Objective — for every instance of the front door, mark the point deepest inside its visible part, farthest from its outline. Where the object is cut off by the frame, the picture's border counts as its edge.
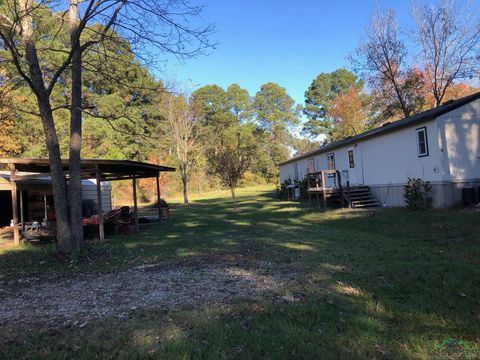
(354, 166)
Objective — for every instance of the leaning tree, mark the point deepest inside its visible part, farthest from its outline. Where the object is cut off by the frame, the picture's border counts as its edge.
(151, 27)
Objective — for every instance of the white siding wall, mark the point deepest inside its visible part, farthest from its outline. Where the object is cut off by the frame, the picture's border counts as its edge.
(384, 159)
(393, 158)
(460, 143)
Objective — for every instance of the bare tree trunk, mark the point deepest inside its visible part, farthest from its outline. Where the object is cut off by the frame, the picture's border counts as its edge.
(232, 191)
(56, 168)
(184, 182)
(75, 180)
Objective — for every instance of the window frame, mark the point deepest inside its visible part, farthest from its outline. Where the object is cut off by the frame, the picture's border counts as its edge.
(417, 132)
(351, 159)
(332, 155)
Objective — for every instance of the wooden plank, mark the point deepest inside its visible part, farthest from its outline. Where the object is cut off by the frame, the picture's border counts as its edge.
(101, 229)
(13, 183)
(135, 204)
(22, 220)
(340, 187)
(323, 191)
(159, 205)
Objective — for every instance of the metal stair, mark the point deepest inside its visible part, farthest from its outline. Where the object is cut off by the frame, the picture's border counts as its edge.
(360, 197)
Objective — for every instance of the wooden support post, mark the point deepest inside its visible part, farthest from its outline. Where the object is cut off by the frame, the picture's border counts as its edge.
(101, 228)
(13, 184)
(135, 205)
(340, 188)
(45, 210)
(22, 220)
(348, 194)
(159, 199)
(323, 191)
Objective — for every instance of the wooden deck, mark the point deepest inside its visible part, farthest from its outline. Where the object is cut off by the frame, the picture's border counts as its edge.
(357, 196)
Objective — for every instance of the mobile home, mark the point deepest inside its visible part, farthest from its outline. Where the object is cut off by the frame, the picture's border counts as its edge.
(440, 145)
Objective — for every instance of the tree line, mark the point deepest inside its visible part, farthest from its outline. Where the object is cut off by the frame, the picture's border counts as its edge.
(397, 71)
(77, 79)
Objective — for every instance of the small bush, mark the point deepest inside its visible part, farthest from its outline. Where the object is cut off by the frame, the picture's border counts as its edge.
(282, 189)
(417, 194)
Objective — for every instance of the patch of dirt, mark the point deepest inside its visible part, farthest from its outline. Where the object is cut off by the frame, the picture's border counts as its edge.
(77, 299)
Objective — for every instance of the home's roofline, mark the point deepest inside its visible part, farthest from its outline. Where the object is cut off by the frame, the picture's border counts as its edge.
(389, 127)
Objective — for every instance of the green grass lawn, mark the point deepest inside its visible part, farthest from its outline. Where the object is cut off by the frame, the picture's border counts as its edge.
(384, 284)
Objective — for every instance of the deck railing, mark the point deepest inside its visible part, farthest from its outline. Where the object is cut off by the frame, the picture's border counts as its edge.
(317, 182)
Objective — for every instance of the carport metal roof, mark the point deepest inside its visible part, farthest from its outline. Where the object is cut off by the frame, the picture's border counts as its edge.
(109, 170)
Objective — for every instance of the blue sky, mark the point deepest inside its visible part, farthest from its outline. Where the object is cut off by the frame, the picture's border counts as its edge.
(287, 42)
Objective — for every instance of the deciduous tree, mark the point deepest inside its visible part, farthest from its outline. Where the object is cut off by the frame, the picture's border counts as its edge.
(319, 96)
(448, 37)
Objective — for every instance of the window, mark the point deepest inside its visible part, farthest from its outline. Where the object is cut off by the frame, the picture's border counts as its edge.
(331, 161)
(422, 142)
(311, 166)
(351, 159)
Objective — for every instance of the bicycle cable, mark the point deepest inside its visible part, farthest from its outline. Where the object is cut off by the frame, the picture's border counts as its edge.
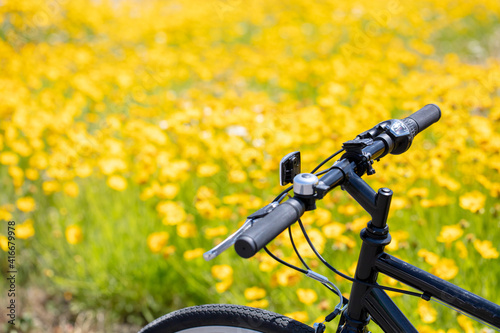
(347, 277)
(324, 281)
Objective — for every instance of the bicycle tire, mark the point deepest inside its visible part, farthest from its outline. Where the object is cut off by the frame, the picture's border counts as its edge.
(225, 318)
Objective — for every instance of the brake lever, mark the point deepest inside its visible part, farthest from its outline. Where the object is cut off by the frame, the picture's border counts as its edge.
(228, 242)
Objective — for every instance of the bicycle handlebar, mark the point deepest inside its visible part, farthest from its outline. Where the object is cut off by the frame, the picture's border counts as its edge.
(267, 228)
(392, 136)
(425, 117)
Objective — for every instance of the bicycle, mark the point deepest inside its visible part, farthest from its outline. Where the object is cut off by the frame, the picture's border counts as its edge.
(368, 300)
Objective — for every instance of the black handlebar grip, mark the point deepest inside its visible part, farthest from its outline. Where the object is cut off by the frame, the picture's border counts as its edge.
(423, 118)
(267, 228)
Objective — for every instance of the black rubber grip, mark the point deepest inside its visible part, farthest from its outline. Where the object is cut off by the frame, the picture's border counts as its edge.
(425, 117)
(267, 228)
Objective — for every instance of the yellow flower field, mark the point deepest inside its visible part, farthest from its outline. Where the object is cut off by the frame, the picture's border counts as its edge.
(134, 136)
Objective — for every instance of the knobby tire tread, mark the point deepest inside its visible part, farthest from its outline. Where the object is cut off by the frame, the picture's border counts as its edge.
(226, 314)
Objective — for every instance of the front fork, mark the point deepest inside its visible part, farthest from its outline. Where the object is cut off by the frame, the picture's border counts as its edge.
(375, 237)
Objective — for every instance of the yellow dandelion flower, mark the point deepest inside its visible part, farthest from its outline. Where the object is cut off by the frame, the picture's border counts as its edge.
(16, 172)
(224, 285)
(301, 316)
(216, 231)
(117, 183)
(83, 170)
(222, 272)
(9, 158)
(74, 234)
(51, 186)
(193, 254)
(157, 240)
(307, 296)
(25, 230)
(26, 204)
(445, 268)
(333, 230)
(4, 243)
(485, 249)
(168, 191)
(206, 209)
(39, 161)
(186, 230)
(473, 201)
(32, 174)
(5, 214)
(450, 233)
(398, 203)
(426, 312)
(260, 304)
(71, 189)
(167, 251)
(254, 293)
(207, 170)
(421, 192)
(237, 176)
(172, 212)
(462, 250)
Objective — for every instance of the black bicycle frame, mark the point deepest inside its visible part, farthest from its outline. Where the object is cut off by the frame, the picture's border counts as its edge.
(367, 302)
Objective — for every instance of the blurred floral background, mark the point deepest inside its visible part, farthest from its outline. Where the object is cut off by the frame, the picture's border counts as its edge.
(135, 135)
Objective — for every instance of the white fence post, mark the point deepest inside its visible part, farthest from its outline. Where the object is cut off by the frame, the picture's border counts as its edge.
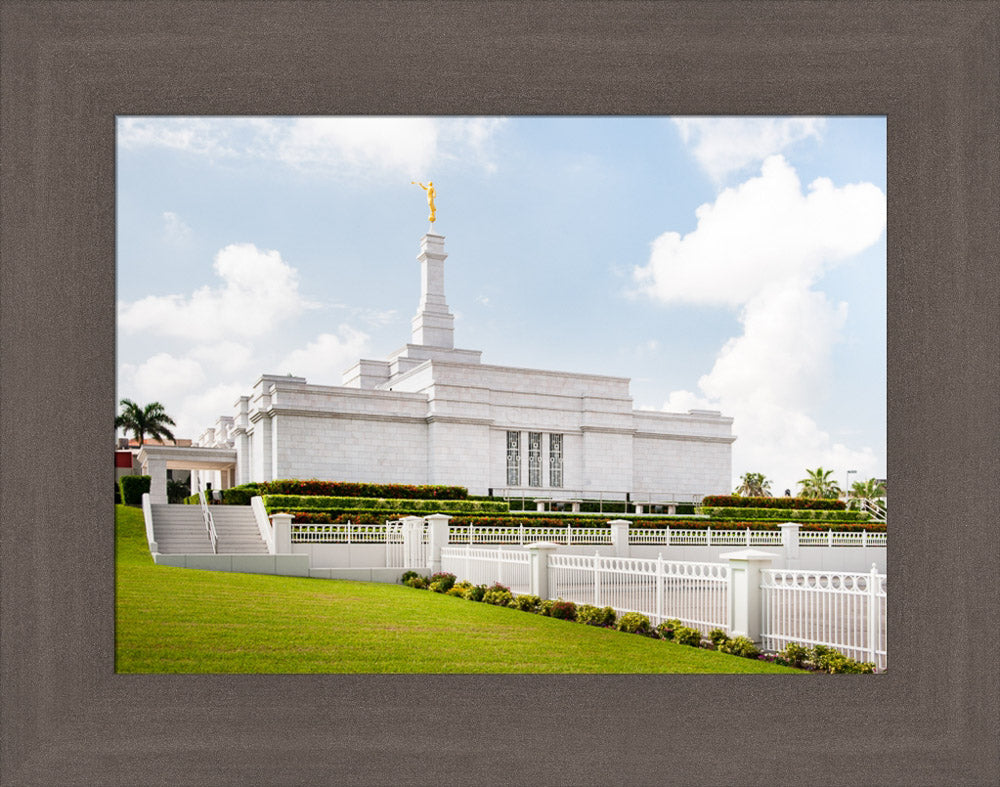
(438, 527)
(540, 552)
(619, 537)
(873, 614)
(413, 531)
(659, 588)
(745, 592)
(597, 578)
(790, 543)
(282, 533)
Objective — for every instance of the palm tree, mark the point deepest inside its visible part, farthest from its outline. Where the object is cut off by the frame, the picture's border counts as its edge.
(872, 489)
(150, 420)
(754, 485)
(818, 483)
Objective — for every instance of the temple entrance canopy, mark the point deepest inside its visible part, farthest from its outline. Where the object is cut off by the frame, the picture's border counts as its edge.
(157, 459)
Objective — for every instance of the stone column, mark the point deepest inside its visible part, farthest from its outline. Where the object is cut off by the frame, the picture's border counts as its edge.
(438, 527)
(282, 533)
(156, 469)
(619, 537)
(433, 324)
(790, 542)
(744, 591)
(539, 562)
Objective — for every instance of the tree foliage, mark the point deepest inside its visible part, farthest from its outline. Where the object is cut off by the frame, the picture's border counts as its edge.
(754, 485)
(151, 420)
(819, 483)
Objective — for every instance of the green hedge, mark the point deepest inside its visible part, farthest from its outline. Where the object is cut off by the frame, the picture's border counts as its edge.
(131, 488)
(320, 502)
(352, 489)
(787, 514)
(371, 517)
(797, 503)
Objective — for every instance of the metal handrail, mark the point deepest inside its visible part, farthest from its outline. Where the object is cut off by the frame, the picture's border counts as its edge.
(209, 523)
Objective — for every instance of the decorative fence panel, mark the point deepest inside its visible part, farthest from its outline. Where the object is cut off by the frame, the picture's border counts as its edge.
(707, 537)
(486, 566)
(832, 538)
(526, 535)
(846, 611)
(694, 593)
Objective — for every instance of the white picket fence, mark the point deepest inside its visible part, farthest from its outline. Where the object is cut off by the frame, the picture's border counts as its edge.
(486, 566)
(694, 593)
(846, 611)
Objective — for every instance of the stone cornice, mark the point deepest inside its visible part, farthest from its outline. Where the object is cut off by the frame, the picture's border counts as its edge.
(686, 437)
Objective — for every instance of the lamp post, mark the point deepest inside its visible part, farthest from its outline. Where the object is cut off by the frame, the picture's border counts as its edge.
(847, 488)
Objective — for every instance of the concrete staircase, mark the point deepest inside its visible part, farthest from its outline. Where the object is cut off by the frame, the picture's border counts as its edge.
(180, 529)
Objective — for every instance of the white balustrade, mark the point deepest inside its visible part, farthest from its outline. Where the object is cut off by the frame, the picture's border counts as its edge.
(846, 611)
(484, 566)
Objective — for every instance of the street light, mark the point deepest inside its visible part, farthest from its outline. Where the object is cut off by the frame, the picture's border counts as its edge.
(847, 488)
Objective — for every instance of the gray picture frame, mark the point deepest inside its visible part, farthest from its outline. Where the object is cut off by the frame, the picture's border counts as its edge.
(66, 71)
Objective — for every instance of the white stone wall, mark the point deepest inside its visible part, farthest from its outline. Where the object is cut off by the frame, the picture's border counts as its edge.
(681, 466)
(351, 449)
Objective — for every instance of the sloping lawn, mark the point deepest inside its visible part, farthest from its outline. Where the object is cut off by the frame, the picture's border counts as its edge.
(188, 621)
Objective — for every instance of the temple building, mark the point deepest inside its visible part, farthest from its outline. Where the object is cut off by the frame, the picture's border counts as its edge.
(432, 413)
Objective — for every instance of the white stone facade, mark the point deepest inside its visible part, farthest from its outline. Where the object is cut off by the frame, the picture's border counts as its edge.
(434, 414)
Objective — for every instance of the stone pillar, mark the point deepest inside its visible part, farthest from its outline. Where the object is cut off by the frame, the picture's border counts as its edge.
(433, 324)
(282, 533)
(744, 591)
(413, 532)
(790, 542)
(438, 527)
(156, 469)
(539, 563)
(619, 537)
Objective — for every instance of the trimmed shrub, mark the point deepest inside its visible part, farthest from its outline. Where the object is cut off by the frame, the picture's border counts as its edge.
(685, 635)
(786, 514)
(793, 655)
(634, 623)
(446, 580)
(402, 506)
(498, 595)
(527, 602)
(292, 486)
(131, 488)
(799, 503)
(563, 610)
(240, 495)
(668, 627)
(718, 637)
(595, 616)
(826, 659)
(475, 593)
(740, 646)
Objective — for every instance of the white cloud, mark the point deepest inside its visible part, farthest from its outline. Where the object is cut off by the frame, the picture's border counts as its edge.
(762, 232)
(259, 291)
(727, 145)
(163, 377)
(324, 360)
(346, 146)
(761, 247)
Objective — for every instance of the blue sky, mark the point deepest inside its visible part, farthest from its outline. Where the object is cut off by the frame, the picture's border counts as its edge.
(731, 263)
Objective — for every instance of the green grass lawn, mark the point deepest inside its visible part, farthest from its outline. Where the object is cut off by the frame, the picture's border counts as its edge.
(189, 621)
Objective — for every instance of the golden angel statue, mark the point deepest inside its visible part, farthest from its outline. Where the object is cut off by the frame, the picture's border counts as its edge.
(431, 194)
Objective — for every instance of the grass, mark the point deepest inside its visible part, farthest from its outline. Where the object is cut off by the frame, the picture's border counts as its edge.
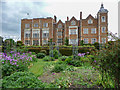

▶ **AIM**
Pick out every line of the rows above that contains the word "tread" and copy each one. Case counts.

▶ **FINISHED EXERCISE**
Objective — for every instance of the knobby tire tread, mark the point deepest inside its visible part, farthest from its outline. Where the object is cut off by the frame, the picture's border counts as its edge.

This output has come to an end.